Given the intensity and complexity of ongoing debates surrounding the question of central banking, a radical restructuring of the Reserve Bank of Australia has been high on the agenda for some time already. Although several notable reforms were implemented in December 2007 after the new government came to power, they have come in for criticism for being limited and imperfect.
This paper will address the issue of the RBA’s reform based on theoretical models of monetary policy and experience from overseas countries, mostly New Zealand, for the reasons of similarities in the countries’ approaches to monetary policy. This paper has a dual focus: firstly, it contains a recommendation regarding the structure and compositions of the Reserve Bank Board with due regard to its dual corporate governance and policy roles; secondly, it contains a critical analysis of inflation targeting against alternative objectives of monetary policy and a recommendation for the future operation of monetary policy in Australia.
The Structure of the Board
Proper structure and composition of the Reserve Bank Board are the keys to ensuring effective monetary policy in Australia. Worldwide, the emphasis has recently been on in-depth restructuring and redefinition of the role of the board of national central banks. At the end of the previous year, the Labor Government has made an attempt to improve transparency and accountability of the RBA.
However, Kirchner (2008) argues that ‘the new arrangements leave the RBA operating under an outdated and internationally anomalous governance structure that is incompatible with modern demands for central bank transparency and accountability’ (p. 18).

::::

◆ Tasks to complete ◆
1. Reproduce the part of the passage on Reserve Bank of Australia reform starting at "The Structure of" and ending at "accountability’ (p. 18).".
2. Using the passage on Reserve Bank of Australia reform, answer these:
(a) In what month and year were several notable reforms to the RBA implemented?
(b) Which overseas country does the paper mostly draw its experience from?
(c) Who is cited as arguing that the new arrangements leave the RBA under an outdated governance structure?
3. How would you put this sentence from the passage on Reserve Bank of Australia reform into Spanish: "Proper structure and composition of the Reserve Bank Board are the keys to ensuring effective monetary policy in Australia."

◆ Dataset records ◆
::::

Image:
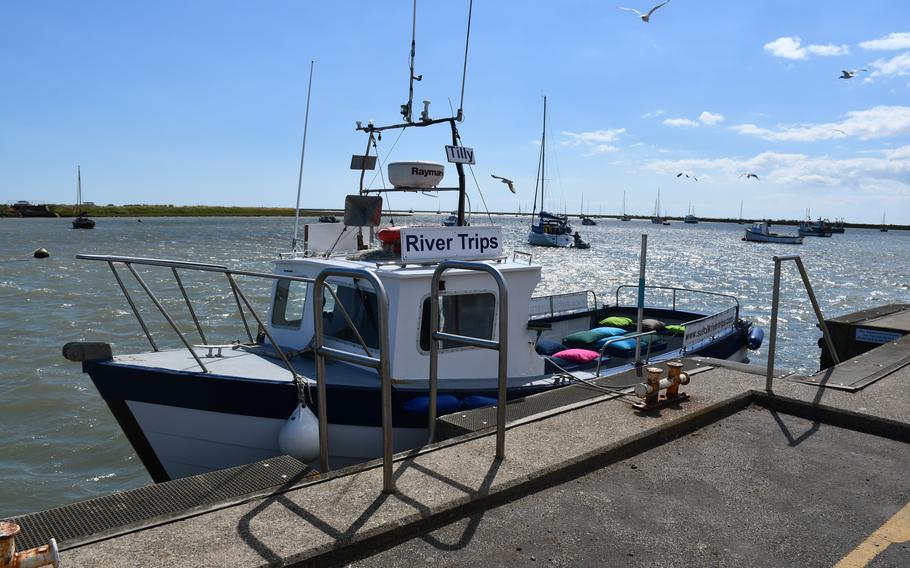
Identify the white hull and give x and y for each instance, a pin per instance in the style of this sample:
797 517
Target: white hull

::::

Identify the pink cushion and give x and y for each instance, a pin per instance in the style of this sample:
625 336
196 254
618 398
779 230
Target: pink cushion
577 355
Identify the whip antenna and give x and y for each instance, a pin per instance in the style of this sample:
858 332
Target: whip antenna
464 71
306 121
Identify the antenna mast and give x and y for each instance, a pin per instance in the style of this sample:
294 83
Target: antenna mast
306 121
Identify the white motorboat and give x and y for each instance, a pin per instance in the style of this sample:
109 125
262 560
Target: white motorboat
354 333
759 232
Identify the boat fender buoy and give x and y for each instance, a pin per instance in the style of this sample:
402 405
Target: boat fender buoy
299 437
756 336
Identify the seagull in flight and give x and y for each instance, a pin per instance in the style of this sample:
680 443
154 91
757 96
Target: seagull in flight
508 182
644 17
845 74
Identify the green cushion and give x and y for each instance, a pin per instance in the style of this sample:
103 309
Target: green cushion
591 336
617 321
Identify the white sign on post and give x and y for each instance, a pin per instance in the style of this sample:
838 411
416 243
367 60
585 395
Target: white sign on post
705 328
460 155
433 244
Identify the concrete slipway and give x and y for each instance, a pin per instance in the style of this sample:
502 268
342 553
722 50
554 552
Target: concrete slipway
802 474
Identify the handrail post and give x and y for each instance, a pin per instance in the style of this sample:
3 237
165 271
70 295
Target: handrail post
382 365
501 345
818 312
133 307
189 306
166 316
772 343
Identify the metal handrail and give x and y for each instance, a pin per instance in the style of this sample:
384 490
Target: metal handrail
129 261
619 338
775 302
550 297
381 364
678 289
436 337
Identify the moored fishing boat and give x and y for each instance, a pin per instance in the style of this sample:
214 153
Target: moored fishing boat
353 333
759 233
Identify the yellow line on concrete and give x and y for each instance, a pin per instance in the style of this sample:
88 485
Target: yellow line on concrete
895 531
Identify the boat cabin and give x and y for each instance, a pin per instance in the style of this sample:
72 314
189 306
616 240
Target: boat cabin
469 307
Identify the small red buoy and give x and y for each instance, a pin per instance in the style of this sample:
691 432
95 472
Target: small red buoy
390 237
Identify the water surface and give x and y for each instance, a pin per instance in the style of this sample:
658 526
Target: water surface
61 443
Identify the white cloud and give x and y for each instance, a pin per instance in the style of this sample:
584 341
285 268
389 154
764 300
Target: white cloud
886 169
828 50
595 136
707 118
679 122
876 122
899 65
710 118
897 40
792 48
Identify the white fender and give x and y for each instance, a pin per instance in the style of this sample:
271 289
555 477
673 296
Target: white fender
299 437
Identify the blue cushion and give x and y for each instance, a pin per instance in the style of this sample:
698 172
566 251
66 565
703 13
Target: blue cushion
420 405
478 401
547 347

::::

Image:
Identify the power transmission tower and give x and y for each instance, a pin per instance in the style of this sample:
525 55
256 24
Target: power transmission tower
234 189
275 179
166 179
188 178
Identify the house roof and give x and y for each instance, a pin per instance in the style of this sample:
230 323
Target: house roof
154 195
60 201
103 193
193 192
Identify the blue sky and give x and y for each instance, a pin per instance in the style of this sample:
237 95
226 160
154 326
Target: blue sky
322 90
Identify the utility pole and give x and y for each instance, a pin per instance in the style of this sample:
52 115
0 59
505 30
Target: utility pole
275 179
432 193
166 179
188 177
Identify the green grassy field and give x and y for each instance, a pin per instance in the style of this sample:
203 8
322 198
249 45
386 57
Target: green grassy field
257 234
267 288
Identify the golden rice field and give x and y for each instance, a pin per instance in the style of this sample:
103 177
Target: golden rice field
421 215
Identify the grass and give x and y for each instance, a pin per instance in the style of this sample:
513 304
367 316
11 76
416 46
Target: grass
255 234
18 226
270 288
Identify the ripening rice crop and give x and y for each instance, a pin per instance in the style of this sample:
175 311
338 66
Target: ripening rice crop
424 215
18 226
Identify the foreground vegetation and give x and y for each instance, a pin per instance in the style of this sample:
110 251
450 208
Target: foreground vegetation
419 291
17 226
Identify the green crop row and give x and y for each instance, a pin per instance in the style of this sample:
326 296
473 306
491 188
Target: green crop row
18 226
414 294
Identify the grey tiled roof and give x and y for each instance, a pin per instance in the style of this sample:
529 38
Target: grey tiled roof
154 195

::::

◆ Answers given ◆
1.
The Structure of the Board
Proper structure and composition of the Reserve Bank Board are the keys to ensuring effective monetary policy in Australia. Worldwide, the emphasis has recently been on in-depth restructuring and redefinition of the role of the board of national central banks. At the end of the previous year, the Labor Government has made an attempt to improve transparency and accountability of the RBA.
However, Kirchner (2008) argues that ‘the new arrangements leave the RBA operating under an outdated and internationally anomalous governance structure that is incompatible with modern demands for central bank transparency and accountability’ (p. 18).

2.
(a) December 2007
(b) New Zealand
(c) Kirchner (2008)

3. La estructura y la composición adecuadas del Consejo del Banco de la Reserva son las claves para garantizar una política monetaria eficaz en Australia.